> Quoted text
>> Start
Online Parameter Estimation of the Ni-MH Batteries Based on Statistical Methods

Abstract

Based on the application of the power batteries, this paper uses a statistical method to estimate the internal resistance and open-circuit voltage of Ni-MH battery. Battery status is monitored and simulated by battery pack test bench. Through using ideal battery model and fitting the data of measured voltage and current, the battery internal resistance and open-circuit voltage are estimated. The average relative error between battery statistic internal resistance and pulse internal resistance is less than 15% in different state of charge. Relative error is influenced by dispersion and symmetry of charge or discharge current. Average of absolute error in open-circuit voltage is about 5% respectively. The results show that it is feasible and accurate to estimate the parameters of Ni-MH battery by using statistical method.

1. Instruction

As a power source, the battery is the key to the development of Hybrid Electric Vehicle (HEV). With the characteristics of the high energy density, environmental protection, fast charging and discharging, the Ni-MH battery is known as the green battery. Also， it is the power battery that is favored by most new energy vehicles.
>> End
> Supplied entries
>> Start
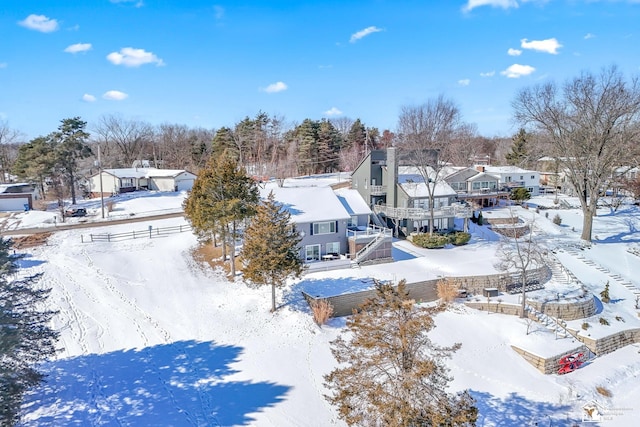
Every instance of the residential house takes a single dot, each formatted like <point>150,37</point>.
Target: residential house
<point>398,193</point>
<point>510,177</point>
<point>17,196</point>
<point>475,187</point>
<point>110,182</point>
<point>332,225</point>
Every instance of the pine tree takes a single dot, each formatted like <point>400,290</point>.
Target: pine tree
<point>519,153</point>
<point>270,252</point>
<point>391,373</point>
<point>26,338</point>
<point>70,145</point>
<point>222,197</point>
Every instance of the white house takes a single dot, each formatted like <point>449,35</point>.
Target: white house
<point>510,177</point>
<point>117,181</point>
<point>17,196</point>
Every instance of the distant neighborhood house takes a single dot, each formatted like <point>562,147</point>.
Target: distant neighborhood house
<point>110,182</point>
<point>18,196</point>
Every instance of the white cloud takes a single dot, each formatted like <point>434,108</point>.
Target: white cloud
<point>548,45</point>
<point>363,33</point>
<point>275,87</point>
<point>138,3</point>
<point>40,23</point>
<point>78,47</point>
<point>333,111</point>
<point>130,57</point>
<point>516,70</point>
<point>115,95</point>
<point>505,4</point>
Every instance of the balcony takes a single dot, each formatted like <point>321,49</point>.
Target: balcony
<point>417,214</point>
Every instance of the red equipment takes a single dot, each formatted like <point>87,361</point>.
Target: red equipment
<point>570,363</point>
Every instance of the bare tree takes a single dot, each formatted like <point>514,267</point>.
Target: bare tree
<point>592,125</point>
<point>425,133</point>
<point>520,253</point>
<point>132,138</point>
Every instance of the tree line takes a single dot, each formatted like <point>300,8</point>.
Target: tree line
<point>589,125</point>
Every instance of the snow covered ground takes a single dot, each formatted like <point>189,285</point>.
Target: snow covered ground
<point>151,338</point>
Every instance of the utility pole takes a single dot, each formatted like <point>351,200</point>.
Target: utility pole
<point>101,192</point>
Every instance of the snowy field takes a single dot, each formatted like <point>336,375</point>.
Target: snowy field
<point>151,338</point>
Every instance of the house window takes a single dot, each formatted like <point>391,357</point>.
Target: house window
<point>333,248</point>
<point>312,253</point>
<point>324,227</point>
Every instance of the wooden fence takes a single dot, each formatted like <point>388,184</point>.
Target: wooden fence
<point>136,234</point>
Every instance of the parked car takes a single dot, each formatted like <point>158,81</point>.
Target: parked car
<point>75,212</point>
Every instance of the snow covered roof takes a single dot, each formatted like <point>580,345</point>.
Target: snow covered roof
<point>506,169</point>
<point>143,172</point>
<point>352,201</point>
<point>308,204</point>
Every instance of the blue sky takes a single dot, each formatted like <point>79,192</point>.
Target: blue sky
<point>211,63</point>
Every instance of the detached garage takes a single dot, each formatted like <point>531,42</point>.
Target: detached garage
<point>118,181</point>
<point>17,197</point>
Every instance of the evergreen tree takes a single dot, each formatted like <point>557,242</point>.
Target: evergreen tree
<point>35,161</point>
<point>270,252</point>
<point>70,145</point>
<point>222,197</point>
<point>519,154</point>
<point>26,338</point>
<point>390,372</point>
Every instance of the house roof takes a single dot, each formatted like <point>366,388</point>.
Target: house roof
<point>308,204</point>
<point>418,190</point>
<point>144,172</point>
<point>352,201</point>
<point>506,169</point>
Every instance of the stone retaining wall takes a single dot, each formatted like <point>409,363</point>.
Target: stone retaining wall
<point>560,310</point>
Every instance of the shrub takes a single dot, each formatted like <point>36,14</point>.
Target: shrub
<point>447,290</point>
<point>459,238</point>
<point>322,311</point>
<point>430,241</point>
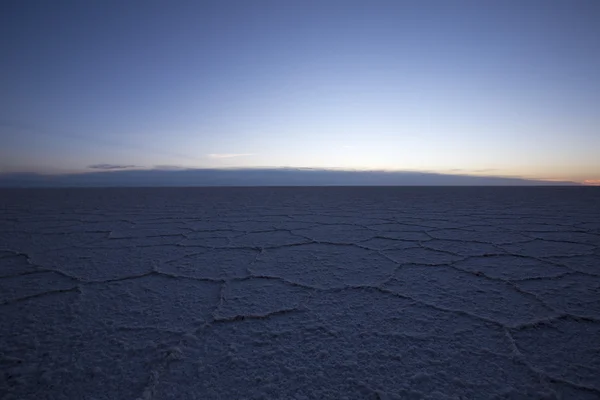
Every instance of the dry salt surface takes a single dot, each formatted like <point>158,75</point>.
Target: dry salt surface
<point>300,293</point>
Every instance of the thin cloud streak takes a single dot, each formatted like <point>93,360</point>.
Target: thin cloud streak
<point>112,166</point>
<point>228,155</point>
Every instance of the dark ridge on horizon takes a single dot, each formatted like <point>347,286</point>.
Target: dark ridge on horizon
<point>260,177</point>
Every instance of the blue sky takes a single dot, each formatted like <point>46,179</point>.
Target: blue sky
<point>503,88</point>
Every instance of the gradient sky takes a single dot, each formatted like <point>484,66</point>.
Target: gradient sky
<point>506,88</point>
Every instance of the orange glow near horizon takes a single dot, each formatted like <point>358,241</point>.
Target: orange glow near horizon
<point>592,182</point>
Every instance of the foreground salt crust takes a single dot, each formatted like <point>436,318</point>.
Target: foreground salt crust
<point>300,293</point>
>> End
> Instruction 1
From the battery paper, return the part that opens with the words containing "As a power source, the" and closes with "new energy vehicles.", copied word for word.
> Instruction 2
Which two parameters of the Ni-MH battery does the battery paper estimate with its statistical method?

> Finished answer 1
As a power source, the battery is the key to the development of Hybrid Electric Vehicle (HEV). With the characteristics of the high energy density, environmental protection, fast charging and discharging, the Ni-MH battery is known as the green battery. Also， it is the power battery that is favored by most new energy vehicles.

> Finished answer 2
Its internal resistance and open-circuit voltage.